* **Task details**: Could you write out the records exactly as they are given?

* **Task material**:
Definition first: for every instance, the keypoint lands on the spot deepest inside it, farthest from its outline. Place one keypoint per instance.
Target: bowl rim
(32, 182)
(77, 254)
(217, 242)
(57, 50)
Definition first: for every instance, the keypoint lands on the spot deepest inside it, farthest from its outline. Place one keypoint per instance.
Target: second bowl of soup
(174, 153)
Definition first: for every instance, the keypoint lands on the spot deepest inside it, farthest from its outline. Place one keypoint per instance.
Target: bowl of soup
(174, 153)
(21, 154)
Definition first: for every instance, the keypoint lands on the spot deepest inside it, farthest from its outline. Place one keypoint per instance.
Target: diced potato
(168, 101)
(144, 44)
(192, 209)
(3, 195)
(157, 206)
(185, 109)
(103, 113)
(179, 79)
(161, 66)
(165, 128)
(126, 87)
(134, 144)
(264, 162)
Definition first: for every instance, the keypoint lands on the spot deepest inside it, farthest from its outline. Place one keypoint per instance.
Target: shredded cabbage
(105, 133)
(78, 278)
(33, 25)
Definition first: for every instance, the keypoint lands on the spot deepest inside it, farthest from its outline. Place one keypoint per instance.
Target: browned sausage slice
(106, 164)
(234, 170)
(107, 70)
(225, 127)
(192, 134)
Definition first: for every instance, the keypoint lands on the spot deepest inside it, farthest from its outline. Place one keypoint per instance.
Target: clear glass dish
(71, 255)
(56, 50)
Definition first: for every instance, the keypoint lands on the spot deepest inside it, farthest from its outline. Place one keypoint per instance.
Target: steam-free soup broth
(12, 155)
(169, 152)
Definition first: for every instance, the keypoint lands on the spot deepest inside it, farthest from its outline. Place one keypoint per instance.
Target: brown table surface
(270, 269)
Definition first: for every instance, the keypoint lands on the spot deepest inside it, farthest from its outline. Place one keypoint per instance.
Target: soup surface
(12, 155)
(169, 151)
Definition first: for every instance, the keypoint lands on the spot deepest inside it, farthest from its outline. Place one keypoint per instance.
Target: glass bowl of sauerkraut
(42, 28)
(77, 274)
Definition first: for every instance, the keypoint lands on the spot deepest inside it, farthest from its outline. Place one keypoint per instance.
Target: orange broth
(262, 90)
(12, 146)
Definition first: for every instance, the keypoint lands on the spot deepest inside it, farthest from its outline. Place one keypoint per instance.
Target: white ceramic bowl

* **Exercise answer**:
Definition first: for every instance, the keypoint lands on the spot deepest inside it, farthest from its outline. Place one keypoint per instance.
Target: bowl rim
(32, 182)
(77, 254)
(217, 242)
(57, 50)
Definition first: for every instance, the keypoint lands on the spot deepest inside it, farthest from its outline. Place one keypoint per instance.
Target: second bowl of soup
(174, 153)
Definition first: for every instance, the keypoint lands on the spot deepest inside it, farthest from its outline. Place one keypoint per instance.
Target: bowl of soup
(174, 153)
(21, 154)
Definition first: for every instance, the keypoint lands on the spot deepest inside it, farthest from its outline. Place one keypoint per instance.
Target: diced potato
(168, 101)
(144, 44)
(192, 209)
(3, 195)
(157, 206)
(185, 109)
(103, 113)
(179, 79)
(161, 66)
(165, 128)
(126, 87)
(134, 144)
(264, 162)
Definition first: for every instance, the keypoint lands on the spot deepest inside it, farthest from its outline. Place one keypoint per instance.
Target: shredded cabbage
(105, 133)
(78, 278)
(33, 25)
Definition first: for every instance, the keypoint lands on the spot deepest inside it, farthest from its outline. Place one keypoint per instance.
Target: browned sausage slice
(106, 164)
(234, 170)
(107, 70)
(225, 127)
(192, 134)
Definition first: for every instance, the keypoint lands on the spot deepest inside it, farthest from its outline. Place one keypoint per instance.
Target: clear glass dish
(71, 255)
(56, 50)
Definition first: for every instance, the keypoint lands on the spot deepest inside it, farthest from its outline. Place one keypoint per instance.
Target: steam-free soup broth
(12, 155)
(169, 152)
Definition first: for every instance, the keypoint lands on the spot deepest inside it, farthest from its outline. Place one keypoint per instance.
Target: brown table surface
(270, 269)
Definition first: for every instance, the keypoint lands on the spot deepest inside it, farthest from its outline. Place one keypoint per instance.
Target: soup surface
(12, 155)
(169, 151)
Definition first: for every instance, the keypoint lands on the spot deepest inside it, farthest from its outline. Place one keypoint per instance.
Target: glass bowl of sauerkraut
(42, 28)
(77, 274)
Definition first: for every instance, the keypoint lands on the spot deepest inside it, farthest from its outline. Place one keypoint per instance.
Target: orange broth
(262, 90)
(12, 146)
Definition first: for every instance, the keypoint lands on the spot deepest inside it, farthest from its outline. Place one keypoint per instance.
Target: white ceramic bowl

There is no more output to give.